+++ Data provided +++

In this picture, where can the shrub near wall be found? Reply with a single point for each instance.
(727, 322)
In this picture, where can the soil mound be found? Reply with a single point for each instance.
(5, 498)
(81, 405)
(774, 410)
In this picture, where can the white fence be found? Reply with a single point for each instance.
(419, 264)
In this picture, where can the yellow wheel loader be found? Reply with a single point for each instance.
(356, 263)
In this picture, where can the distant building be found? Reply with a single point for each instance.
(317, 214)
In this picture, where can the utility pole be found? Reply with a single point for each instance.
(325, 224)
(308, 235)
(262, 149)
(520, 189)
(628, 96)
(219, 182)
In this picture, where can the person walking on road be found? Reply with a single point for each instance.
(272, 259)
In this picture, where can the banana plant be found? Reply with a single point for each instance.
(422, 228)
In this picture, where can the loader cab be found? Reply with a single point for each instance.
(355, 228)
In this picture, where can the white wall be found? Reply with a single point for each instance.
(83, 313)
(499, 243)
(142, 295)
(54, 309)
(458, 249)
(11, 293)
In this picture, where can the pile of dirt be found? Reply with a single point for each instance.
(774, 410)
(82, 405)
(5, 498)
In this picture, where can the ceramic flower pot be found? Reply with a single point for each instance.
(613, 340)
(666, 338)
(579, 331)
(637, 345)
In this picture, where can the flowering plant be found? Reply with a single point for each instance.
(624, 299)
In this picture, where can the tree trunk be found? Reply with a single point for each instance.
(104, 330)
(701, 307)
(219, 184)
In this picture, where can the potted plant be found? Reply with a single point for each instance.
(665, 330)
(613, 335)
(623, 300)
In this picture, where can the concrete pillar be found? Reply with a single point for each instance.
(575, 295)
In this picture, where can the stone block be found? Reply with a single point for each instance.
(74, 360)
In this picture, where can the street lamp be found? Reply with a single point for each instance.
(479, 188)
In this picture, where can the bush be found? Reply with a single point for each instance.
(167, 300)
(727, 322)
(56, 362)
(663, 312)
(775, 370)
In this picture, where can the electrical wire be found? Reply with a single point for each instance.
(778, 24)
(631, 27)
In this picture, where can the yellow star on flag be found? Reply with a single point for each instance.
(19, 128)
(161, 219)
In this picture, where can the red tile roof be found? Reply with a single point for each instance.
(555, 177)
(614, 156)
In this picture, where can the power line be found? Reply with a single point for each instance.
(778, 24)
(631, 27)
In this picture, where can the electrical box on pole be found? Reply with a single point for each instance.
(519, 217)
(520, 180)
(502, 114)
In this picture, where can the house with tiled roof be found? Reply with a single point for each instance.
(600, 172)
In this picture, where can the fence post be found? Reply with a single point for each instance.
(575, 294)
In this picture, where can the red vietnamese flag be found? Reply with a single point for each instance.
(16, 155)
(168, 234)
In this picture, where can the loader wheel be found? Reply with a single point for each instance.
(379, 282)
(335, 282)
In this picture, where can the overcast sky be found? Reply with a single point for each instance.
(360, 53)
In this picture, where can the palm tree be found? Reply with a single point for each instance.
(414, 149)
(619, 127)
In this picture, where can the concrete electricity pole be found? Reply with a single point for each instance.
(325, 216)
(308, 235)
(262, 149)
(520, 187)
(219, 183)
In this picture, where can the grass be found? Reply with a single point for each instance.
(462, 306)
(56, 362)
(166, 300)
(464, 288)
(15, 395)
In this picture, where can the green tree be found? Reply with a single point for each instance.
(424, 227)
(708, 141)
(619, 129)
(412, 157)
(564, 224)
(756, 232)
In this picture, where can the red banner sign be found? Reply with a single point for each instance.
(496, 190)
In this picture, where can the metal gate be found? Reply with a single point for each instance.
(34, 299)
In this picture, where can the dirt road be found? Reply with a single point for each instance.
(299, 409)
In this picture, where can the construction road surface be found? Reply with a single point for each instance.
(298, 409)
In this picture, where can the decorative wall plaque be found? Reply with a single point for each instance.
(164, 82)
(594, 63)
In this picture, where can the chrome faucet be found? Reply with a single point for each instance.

+++

Activity.
A verbatim copy of all the records is to be produced.

Exercise solution.
In this picture, where can the shrub near wall be found? Reply with a single point for each instance.
(727, 322)
In this picture, where can the soil mound be found? Reply with a single point for each instance.
(5, 498)
(81, 405)
(774, 410)
In this picture, where can the white fence be found? Reply with a single point for each instance.
(419, 264)
In this picture, where can the yellow wheel loader be found? Reply with a single point for each instance.
(356, 263)
In this picture, where can the distant building be found? Reply with a single point for each instance.
(317, 214)
In this picture, where can the utility pole be found? Reply with a single point for each instance.
(325, 224)
(308, 235)
(262, 149)
(520, 189)
(628, 96)
(219, 182)
In this picture, where can the person walking on road be found? Reply with a single point for each instance.
(272, 259)
In this picture, where can the banana plant be found? Reply with a single point for each instance.
(422, 228)
In this picture, where can the loader cab be found? Reply with a single point for each instance.
(355, 228)
In this picture, where can the white wall be found? Reply with a single point for each instance.
(83, 313)
(499, 243)
(142, 295)
(54, 309)
(458, 249)
(11, 293)
In this picture, where can the pile of dirt be found? Reply with a single point for each instance.
(774, 410)
(82, 405)
(5, 498)
In this picture, where can the ceramic flower pot be found? Reply with a single point for each instance.
(613, 340)
(666, 338)
(579, 331)
(637, 345)
In this picture, where can the flowering plant be found? Reply with a single point for each instance.
(624, 299)
In this picture, where can the tree trunk be found? Reply with a single point for each instance.
(104, 330)
(701, 307)
(219, 184)
In this picture, where can the potted plant be found? Reply with a single point for each instance.
(665, 330)
(613, 335)
(623, 300)
In this picture, where can the concrete pillar be found? Reply with a single point for each instance.
(575, 295)
In this picture, where can the stone block be found? Reply with a single point for each instance.
(74, 360)
In this picture, where can the street lamp be found? Reply with a single point for each instance.
(479, 188)
In this picture, where can the bush be found? Reply with a single point for each instance.
(167, 300)
(727, 322)
(56, 362)
(663, 312)
(775, 370)
In this picture, where can the electrical wire be found? Reply with a single point for each instance.
(778, 24)
(631, 27)
In this picture, where can the yellow star on flag be found? Reply with a single point for each instance.
(19, 128)
(161, 219)
In this picture, where can the red tile roof be found? Reply with a single point for each instance.
(555, 177)
(614, 156)
In this picture, where can the power line be found? Reply with a single point for each instance.
(778, 24)
(631, 27)
In this picture, where can the electrical box on pole be found? Reply with a single point for each instance.
(519, 217)
(520, 180)
(502, 114)
In this picture, where can the house with tiled roof be found? Reply with a single point for each instance.
(600, 172)
In this picture, where can the fence post be found? Reply with a single point for each instance.
(575, 294)
In this picture, where can the red vietnamese flag be found? Reply with a single point for each instance.
(16, 155)
(168, 234)
In this picture, where can the loader wheel be found? Reply with a single point for each instance.
(379, 282)
(335, 282)
In this picture, where can the overcast sky be found? Reply with a single point for each instance.
(360, 53)
In this picture, where can the palm tree be found? Reply with a single point for each instance.
(414, 149)
(619, 127)
In this picture, where can the concrete electricity pole be found? Reply with a single point for each instance.
(325, 216)
(308, 235)
(262, 149)
(520, 187)
(219, 183)
In this picture, where can the grass be found? Reply with a single point for each instance.
(462, 306)
(56, 362)
(166, 300)
(464, 288)
(15, 395)
In this picture, where can the green tree be found? Reply with a single point for each instance.
(424, 227)
(708, 141)
(619, 129)
(412, 157)
(564, 224)
(756, 232)
In this picture, where can the red banner sign be found? Reply with a single point for each instance.
(496, 190)
In this picture, where can the metal gate be found? Reply with a single point for each instance.
(34, 299)
In this picture, where can the dirt road be found? Reply with a single point for each instance.
(299, 409)
In this picture, where can the construction road surface be found? Reply with a single point for each instance.
(298, 409)
In this picture, where can the decorative wall plaque be found? Reply with a single point for each instance.
(164, 82)
(594, 63)
In this picture, where can the chrome faucet be found? Reply with a single point for each instance.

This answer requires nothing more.